Coordinate labeling data

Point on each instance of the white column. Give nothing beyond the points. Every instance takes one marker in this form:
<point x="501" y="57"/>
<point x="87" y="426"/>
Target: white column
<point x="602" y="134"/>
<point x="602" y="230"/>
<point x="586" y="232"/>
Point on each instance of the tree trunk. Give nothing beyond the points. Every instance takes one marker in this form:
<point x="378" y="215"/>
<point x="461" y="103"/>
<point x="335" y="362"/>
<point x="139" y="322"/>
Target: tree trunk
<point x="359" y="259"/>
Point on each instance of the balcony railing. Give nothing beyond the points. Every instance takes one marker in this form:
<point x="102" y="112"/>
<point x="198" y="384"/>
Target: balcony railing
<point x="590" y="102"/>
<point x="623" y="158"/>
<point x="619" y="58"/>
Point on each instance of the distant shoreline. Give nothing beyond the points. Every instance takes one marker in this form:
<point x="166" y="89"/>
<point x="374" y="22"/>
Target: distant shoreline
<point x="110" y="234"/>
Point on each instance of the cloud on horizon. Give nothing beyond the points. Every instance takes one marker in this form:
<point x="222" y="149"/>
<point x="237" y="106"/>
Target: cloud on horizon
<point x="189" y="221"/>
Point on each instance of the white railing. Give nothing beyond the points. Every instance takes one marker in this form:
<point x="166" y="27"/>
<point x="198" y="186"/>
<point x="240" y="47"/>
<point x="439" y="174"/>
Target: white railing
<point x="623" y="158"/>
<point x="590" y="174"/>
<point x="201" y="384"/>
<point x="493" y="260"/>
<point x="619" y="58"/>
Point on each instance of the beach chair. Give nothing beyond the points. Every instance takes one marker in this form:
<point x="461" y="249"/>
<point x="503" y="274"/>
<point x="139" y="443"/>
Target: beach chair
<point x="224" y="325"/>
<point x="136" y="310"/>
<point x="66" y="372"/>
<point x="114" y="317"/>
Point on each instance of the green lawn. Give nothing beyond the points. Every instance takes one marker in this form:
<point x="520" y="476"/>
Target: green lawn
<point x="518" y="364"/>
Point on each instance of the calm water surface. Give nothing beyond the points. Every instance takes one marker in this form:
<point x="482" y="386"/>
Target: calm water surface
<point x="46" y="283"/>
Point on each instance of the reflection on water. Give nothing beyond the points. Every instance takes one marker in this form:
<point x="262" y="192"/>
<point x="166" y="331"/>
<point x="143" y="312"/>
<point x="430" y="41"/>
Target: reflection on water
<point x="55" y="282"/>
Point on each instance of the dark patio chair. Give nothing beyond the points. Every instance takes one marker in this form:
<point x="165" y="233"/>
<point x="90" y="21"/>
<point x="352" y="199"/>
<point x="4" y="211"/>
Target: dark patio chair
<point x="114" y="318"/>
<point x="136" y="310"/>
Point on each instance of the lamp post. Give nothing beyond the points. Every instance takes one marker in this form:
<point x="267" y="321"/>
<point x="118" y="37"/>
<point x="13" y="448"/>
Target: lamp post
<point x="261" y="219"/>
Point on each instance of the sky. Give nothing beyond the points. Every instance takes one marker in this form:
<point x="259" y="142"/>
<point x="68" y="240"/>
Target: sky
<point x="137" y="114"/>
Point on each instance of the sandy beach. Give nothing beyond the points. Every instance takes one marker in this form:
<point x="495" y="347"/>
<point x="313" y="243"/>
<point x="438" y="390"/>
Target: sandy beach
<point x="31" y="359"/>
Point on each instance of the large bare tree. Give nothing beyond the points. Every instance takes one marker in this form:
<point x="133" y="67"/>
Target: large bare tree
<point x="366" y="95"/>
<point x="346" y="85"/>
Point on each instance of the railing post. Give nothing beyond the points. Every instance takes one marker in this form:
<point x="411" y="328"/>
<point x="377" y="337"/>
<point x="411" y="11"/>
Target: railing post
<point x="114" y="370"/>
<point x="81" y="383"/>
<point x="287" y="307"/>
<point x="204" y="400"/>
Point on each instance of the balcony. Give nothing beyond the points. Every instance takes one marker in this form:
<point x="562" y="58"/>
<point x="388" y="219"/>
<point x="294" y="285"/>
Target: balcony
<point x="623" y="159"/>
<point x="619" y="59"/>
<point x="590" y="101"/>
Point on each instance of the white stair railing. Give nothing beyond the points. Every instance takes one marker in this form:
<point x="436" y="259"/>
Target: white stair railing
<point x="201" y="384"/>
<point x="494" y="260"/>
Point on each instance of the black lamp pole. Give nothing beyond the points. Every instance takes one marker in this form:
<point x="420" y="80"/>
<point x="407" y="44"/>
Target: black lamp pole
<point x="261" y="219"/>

Aim — Rewrite every item above, changing "Give nothing beyond the points" to "Output only the points" and leaving everything else unchanged.

Response to the task —
Point on each instance of the white column. Output only the points. Every instance takes one marker in this form:
<point x="501" y="57"/>
<point x="87" y="426"/>
Target: white column
<point x="602" y="134"/>
<point x="602" y="230"/>
<point x="586" y="232"/>
Point on each instance of the tree trunk. Output only the points. Every instance takes one marker in this form:
<point x="378" y="215"/>
<point x="461" y="103"/>
<point x="335" y="362"/>
<point x="139" y="322"/>
Target: tree trunk
<point x="359" y="259"/>
Point on each instance of the balcony railing. Output only the points. Every instance takes one marker in this form:
<point x="102" y="112"/>
<point x="198" y="384"/>
Target: balcony railing
<point x="590" y="102"/>
<point x="623" y="158"/>
<point x="619" y="58"/>
Point on each instance of the distant shoreline. Output only the points. Every instance takes one marker in this form:
<point x="166" y="89"/>
<point x="374" y="22"/>
Target: distant shoreline
<point x="110" y="234"/>
Point on each instance of the cloud on horizon. Output only the points. Every instance takes one marker in this form:
<point x="222" y="149"/>
<point x="237" y="106"/>
Target: cloud on horizon
<point x="189" y="221"/>
Point on each instance of the white railing. Output only the points. Every instance takes one marker in this form:
<point x="166" y="27"/>
<point x="198" y="186"/>
<point x="240" y="47"/>
<point x="439" y="174"/>
Target: white railing
<point x="623" y="158"/>
<point x="590" y="174"/>
<point x="201" y="384"/>
<point x="493" y="260"/>
<point x="619" y="58"/>
Point on each instance of the beach chair. Output only the points. Every instance takes one marker in this form:
<point x="461" y="249"/>
<point x="503" y="274"/>
<point x="139" y="443"/>
Target: beach chair
<point x="224" y="325"/>
<point x="136" y="310"/>
<point x="66" y="372"/>
<point x="114" y="317"/>
Point on each instance of the green lawn. Output only the points. Every instance takes one marker in this form:
<point x="520" y="476"/>
Target: green lawn
<point x="518" y="364"/>
Point on each instance of the calm water surface. Output only the points. Every instance takes one marker in this form:
<point x="482" y="386"/>
Target: calm water surface
<point x="46" y="283"/>
Point on each instance of the reflection on water. Output only the points. Every instance takes one marker in this form:
<point x="262" y="192"/>
<point x="166" y="331"/>
<point x="143" y="312"/>
<point x="430" y="41"/>
Target: reflection on water
<point x="55" y="282"/>
Point on each instance of the dark patio chair. Output only the points. Every instance takes one marker in this form:
<point x="165" y="233"/>
<point x="90" y="21"/>
<point x="352" y="199"/>
<point x="4" y="211"/>
Target: dark patio chair
<point x="114" y="318"/>
<point x="136" y="310"/>
Point on each instance of the lamp post. Output only the points. Every instance takes one marker in this form:
<point x="267" y="321"/>
<point x="118" y="37"/>
<point x="13" y="448"/>
Target: lamp post
<point x="261" y="219"/>
Point on each instance of the sky. Output only the points. Every instance takes one marker in this form:
<point x="259" y="142"/>
<point x="68" y="240"/>
Target: sky
<point x="137" y="114"/>
Point on each instance of the sandy beach. Output only the points. Every instance takes one marker in this form:
<point x="495" y="347"/>
<point x="313" y="243"/>
<point x="438" y="390"/>
Target: sandy beach
<point x="31" y="359"/>
Point on each instance of the large bare tree. Output only the points. Every instance takes one marker in this form:
<point x="133" y="67"/>
Target: large bare tree
<point x="366" y="95"/>
<point x="346" y="85"/>
Point on each instance of the railing post. Output only the points. Every instance takes one marker in this form:
<point x="411" y="328"/>
<point x="377" y="337"/>
<point x="411" y="11"/>
Target: railing post
<point x="114" y="370"/>
<point x="81" y="383"/>
<point x="287" y="307"/>
<point x="204" y="400"/>
Point on each instance of the balcony. Output only the points. Every instance takes one marker in this form:
<point x="562" y="58"/>
<point x="388" y="219"/>
<point x="294" y="285"/>
Target: balcony
<point x="623" y="159"/>
<point x="619" y="59"/>
<point x="590" y="101"/>
Point on each instance of the white stair railing. Output only the points. Every instance takes one marker in this form:
<point x="436" y="259"/>
Target: white stair railing
<point x="201" y="384"/>
<point x="494" y="260"/>
Point on each instance of the black lamp pole. Output only the points. Every instance takes one marker in this form:
<point x="420" y="80"/>
<point x="407" y="44"/>
Target: black lamp pole
<point x="261" y="219"/>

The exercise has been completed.